---- Kutipan Sumber
Dengan kata lain, dasar dari semua sila Pancasila adalah gotong-royong (ketuhanan yang berkebudayaan, yang lapang dan toleran), bukan ketuhanan yang saling menyerang dan mengucilkan. Prinsip internasionalismenya harus berjiwa gotong-royong (yang berperikemanusiaan dan berperikeadilan), bukan internasionalisme yang menjajah dan eksploitasi. Prinsip kebangsaannya harus berjiwa gotong royong (mampu mengembangkan persatuan dari aneka perbedaan, “bhenika tunggal ika”), bukan kebangsaan yang meniadakan perbedaan atau menolak persatuan. Prinsip demokrasi harus berjiwa gotong-royong (mengembangkan musyawarah mufakat) atau minoritas elite penguasa-pemodal (minorokrasi). Prinsip kesejahteraannya harus berjiwa gotong-royong (mengembangkan partisipasi dan emanissai di bidang ekonomi dengan semangat kekeluargaan), bukan visi kesejahteraan yang berbasis individualisme-kapitalisme, bukan pula yang mengekang kebebasan individu seperti dalam sistem etatisme.
Di akhir masa persidangan pertama, ketua BPUPKI membentuk Panitia Kecil yang bertugas untuk mengumpulkan usul-usul para anggota yang akan dibahas pada masa sidang berikutnya (10-17 Juli 1945). Panitia kecil yang resmi beranggotakan sembilan orang (Panitia Sembilan) di bawah pimpinan Soekarno. Terdiri dari 6 orang wakil golongan kebangsaan dan 2 orang wakil golongan Islam.
Rancangan Pembukaan Undang-Undang Dasar Negara Republik Indonesia tahun 1945 (selanjutnya disebut UUD 1945) mencerminkan usaha kompromi antara golongan Islam dan kebangsaan. Titik temu antara kedua golongan tersebut diikat pada alinea ketiga: Atas berkat rahmat Allah Yang Mahakuasa dan dengan didorongkan oleh keingan luhur, supaya berkehidupan kebangsaan yang bebas...” Alinea ini mencerminkan pandangan gologan kebangsaan yang menitikberatkan kehidupan kebangsaan yang bebas, dan golongan Islam yang melandaskan perjuangannya atas rahmat Allah. Menurut Muhammad Yamin, dengan menyebut “Atas berkat rahmat Allah Yang Mahakuasa”, Konstitusi Republik Indonesia berlindung kepada Allah, dan dengan itu “maka syarat agama dipenuhi dan rakyat pun tentu menimbulkan perasaan yang baik terhadap hukum dasar.
--------
▶ [Tugas A]
Menurut kutipan sumber, siapa yang memimpin Panitia Sembilan?
---- Data Masukan
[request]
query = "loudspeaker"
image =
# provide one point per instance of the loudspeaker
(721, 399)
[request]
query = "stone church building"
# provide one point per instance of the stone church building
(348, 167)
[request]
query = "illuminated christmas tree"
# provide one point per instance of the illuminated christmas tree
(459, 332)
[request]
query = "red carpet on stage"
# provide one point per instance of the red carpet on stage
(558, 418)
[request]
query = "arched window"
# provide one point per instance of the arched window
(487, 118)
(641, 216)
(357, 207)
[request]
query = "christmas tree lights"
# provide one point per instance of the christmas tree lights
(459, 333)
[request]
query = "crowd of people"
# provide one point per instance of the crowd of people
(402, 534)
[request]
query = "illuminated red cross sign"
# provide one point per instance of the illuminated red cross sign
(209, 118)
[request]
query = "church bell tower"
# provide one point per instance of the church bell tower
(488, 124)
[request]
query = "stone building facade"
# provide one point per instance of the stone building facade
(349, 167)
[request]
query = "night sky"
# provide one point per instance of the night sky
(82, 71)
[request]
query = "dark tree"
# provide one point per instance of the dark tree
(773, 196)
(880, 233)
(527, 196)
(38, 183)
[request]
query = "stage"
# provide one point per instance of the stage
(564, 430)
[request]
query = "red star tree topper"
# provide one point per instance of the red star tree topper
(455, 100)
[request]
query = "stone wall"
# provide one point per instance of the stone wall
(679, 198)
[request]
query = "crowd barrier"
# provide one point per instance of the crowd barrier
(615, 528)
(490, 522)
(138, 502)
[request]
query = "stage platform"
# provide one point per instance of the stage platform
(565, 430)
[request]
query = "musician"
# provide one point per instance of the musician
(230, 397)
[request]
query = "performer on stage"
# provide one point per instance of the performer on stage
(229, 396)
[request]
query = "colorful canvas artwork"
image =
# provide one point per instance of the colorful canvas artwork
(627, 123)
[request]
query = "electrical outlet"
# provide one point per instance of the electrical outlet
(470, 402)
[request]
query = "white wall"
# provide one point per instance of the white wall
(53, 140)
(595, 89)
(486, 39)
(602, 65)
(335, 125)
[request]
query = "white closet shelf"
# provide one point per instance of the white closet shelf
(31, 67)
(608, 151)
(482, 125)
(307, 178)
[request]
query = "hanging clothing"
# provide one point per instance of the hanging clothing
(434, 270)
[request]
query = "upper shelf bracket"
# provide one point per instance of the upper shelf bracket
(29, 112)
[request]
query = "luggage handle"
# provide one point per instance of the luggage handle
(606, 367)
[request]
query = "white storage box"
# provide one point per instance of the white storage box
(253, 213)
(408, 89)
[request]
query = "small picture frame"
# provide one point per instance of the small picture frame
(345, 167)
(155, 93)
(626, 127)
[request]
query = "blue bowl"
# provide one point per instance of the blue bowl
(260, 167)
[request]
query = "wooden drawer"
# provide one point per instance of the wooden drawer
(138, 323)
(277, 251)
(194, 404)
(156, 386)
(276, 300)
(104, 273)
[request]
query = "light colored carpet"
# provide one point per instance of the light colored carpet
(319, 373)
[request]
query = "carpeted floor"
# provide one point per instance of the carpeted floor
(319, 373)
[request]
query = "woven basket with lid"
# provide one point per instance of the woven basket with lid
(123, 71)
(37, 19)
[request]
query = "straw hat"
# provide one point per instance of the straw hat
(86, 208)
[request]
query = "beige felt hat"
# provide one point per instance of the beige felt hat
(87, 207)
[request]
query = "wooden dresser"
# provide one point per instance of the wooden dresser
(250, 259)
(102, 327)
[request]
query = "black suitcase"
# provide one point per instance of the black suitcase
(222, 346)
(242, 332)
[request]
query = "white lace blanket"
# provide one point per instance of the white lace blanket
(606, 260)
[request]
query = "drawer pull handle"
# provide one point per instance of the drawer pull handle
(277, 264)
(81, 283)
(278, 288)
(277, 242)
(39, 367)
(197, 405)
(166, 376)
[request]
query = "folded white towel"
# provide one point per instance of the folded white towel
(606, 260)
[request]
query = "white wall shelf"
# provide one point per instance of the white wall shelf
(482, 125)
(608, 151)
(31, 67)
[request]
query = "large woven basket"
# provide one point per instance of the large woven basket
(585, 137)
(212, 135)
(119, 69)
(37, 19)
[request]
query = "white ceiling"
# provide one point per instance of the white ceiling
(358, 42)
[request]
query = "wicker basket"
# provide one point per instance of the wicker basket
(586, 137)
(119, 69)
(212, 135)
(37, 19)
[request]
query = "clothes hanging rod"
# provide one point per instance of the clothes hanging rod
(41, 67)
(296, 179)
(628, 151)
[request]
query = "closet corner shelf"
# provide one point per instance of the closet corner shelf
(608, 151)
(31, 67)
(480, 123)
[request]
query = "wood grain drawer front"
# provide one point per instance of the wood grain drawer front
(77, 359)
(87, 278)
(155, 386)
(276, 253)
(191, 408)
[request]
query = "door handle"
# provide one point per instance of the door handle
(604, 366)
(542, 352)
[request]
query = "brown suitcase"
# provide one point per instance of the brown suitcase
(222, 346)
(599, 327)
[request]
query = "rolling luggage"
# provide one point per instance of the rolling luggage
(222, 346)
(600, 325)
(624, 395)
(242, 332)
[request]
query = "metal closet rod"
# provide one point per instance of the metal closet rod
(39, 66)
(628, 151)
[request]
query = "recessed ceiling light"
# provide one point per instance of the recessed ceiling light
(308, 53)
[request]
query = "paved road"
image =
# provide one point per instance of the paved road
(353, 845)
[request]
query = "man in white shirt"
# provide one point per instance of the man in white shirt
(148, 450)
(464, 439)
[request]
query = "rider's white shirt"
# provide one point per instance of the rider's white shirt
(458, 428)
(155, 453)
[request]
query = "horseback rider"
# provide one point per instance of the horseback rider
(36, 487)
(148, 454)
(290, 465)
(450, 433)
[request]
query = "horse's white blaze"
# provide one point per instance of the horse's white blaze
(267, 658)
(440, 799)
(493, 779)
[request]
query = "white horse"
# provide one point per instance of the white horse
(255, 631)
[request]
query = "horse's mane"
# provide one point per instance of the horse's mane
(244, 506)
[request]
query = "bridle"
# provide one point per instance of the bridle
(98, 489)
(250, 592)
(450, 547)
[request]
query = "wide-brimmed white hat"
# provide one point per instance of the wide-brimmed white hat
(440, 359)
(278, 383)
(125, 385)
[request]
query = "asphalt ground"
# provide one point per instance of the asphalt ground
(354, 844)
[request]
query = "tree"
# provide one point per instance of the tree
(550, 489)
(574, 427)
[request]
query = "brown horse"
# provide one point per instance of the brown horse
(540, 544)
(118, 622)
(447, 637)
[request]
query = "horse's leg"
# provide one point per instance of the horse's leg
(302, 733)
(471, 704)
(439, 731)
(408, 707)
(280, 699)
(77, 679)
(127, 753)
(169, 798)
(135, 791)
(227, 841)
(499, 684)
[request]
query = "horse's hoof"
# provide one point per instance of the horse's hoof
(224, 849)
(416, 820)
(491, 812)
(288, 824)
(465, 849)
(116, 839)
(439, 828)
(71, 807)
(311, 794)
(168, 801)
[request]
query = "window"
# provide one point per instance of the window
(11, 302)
--------
▶ [Tugas B]
Tolong temukan dan salin setiap baris dalam entri yang memuat kata "mane", dengan membedakan huruf besar dan huruf kecil.

▶ [Jawaban Benar A]
Soekarno.

▶ [Jawaban Benar B]
query = "horse's mane"
# provide one point per instance of the horse's mane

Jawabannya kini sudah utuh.